Word for word, copy the lines from the one with "Would you be so kind as to detect the dark" to the last line of the data below, counting both, and keep every picture out.

◆ Saved data entries ◆

———

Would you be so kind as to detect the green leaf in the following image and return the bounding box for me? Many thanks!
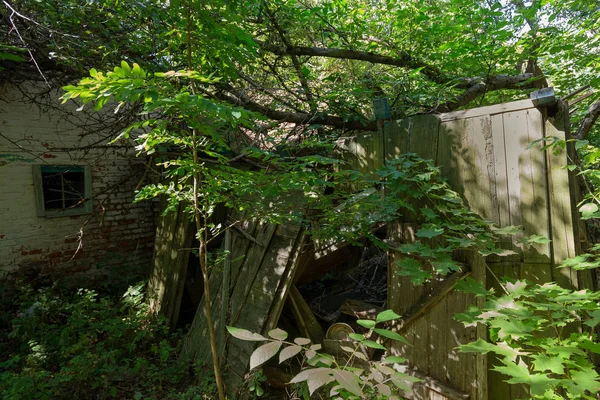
[532,354,564,375]
[331,369,363,397]
[226,326,267,341]
[121,61,131,74]
[374,328,409,344]
[382,356,407,364]
[376,310,401,323]
[519,234,551,245]
[349,333,365,342]
[357,319,376,329]
[584,310,600,328]
[268,328,288,340]
[563,369,600,396]
[0,52,26,62]
[395,258,430,285]
[454,277,492,297]
[294,337,311,346]
[479,248,518,257]
[579,203,599,219]
[415,226,444,238]
[290,368,335,395]
[491,225,522,235]
[90,68,98,77]
[459,338,525,359]
[279,345,302,363]
[362,340,387,350]
[250,341,282,369]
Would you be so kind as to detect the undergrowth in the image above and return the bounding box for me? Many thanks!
[0,279,215,400]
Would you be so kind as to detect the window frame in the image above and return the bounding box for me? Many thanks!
[33,165,92,218]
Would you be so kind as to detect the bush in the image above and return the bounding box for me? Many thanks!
[0,281,213,400]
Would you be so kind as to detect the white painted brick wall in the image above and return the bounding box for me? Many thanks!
[0,83,156,279]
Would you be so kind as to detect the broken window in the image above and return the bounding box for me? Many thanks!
[33,165,92,217]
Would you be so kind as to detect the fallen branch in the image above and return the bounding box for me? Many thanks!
[576,97,600,140]
[437,74,536,112]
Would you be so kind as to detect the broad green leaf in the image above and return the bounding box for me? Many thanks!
[395,258,430,285]
[376,310,401,323]
[415,226,444,238]
[454,277,491,297]
[579,203,598,219]
[532,354,564,375]
[349,333,364,342]
[363,340,387,350]
[290,368,334,395]
[374,328,409,344]
[250,341,282,369]
[357,319,376,329]
[505,280,528,298]
[226,326,267,341]
[491,225,522,235]
[584,310,600,328]
[479,248,518,257]
[382,356,407,364]
[563,369,600,396]
[294,337,311,345]
[519,234,551,245]
[268,328,288,340]
[279,345,302,363]
[331,369,363,397]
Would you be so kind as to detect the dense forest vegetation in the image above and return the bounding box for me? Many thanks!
[1,0,600,399]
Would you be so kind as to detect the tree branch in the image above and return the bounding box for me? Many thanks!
[436,73,536,112]
[215,85,377,131]
[576,97,600,140]
[256,40,446,85]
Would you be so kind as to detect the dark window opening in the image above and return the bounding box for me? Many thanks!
[34,165,92,217]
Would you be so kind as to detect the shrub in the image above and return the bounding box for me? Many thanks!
[0,281,213,400]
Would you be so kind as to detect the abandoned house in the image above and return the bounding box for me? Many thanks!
[146,92,595,400]
[0,82,156,282]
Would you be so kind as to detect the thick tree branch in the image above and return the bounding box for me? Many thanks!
[214,85,377,131]
[576,98,600,140]
[256,40,446,85]
[436,73,536,112]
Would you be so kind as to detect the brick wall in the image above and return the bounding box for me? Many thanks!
[0,83,156,281]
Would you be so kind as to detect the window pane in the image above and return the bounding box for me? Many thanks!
[41,167,86,211]
[62,171,85,208]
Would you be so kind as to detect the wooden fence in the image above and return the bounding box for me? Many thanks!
[339,98,593,399]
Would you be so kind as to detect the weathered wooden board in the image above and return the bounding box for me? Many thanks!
[147,202,193,327]
[224,223,306,398]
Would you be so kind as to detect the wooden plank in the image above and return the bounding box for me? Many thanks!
[147,203,193,326]
[428,295,448,392]
[228,213,257,290]
[437,118,466,194]
[384,117,411,160]
[461,116,496,219]
[223,223,304,396]
[445,289,474,397]
[544,103,581,288]
[454,250,488,400]
[167,207,193,327]
[408,115,440,163]
[491,114,512,252]
[229,222,278,318]
[263,229,306,332]
[521,108,552,260]
[502,111,525,240]
[439,99,535,122]
[287,284,325,343]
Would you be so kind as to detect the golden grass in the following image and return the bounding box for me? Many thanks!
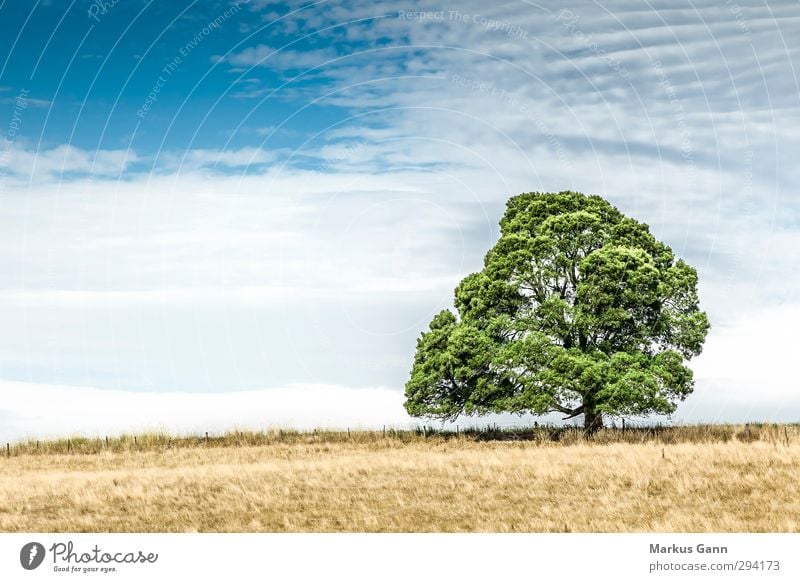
[1,425,799,532]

———

◆ Reply ◆
Would you be so kind as to detect the dark window opening in the image above and return the bounding box for me? Many thanks!
[34,165,92,217]
Would you be so kind as to detect the shrub in the image above and return the bounding box for me? Many thanks!
[0,281,213,400]
Would you be so kind as to detect the abandoned house in the image above and return the bounding box for me? Many thanks!
[146,92,595,400]
[0,82,156,282]
Would you be so kind as to detect the thick tree branch in the image above and return the bounding box for me? Many thanks!
[214,85,377,131]
[576,98,600,140]
[256,40,446,85]
[436,73,536,112]
Would you be so kind as to detect the brick wall in the image above and return the bounding box for me? Many thanks!
[0,83,156,281]
Would you be so kind as to detect the window pane in the image above and return the bounding box for me? Many thanks!
[41,167,86,211]
[62,171,85,208]
Would you be so kind as to detect the wooden fence in the image above and return the bounding box for me? Many thanks!
[339,98,593,399]
Would you be so kind as to detect the weathered wooden board in the image above and return the bounding box for me? Many thanks!
[147,202,193,327]
[224,223,306,398]
Would you be so kind as to detect the wooden plank in the image above and return the bounding box for me? Many thanks!
[147,203,193,326]
[428,295,448,392]
[228,213,257,290]
[437,118,466,194]
[384,117,411,160]
[461,116,496,219]
[223,223,304,396]
[445,289,474,397]
[544,103,581,288]
[454,250,488,400]
[167,207,193,327]
[408,115,440,163]
[491,114,512,252]
[229,222,278,318]
[263,229,306,332]
[521,108,552,260]
[502,111,525,240]
[439,99,535,122]
[287,284,325,343]
Would you be so kind as to detect the golden grass in the following image and return the bounding box for me? Many thanks!
[1,425,799,532]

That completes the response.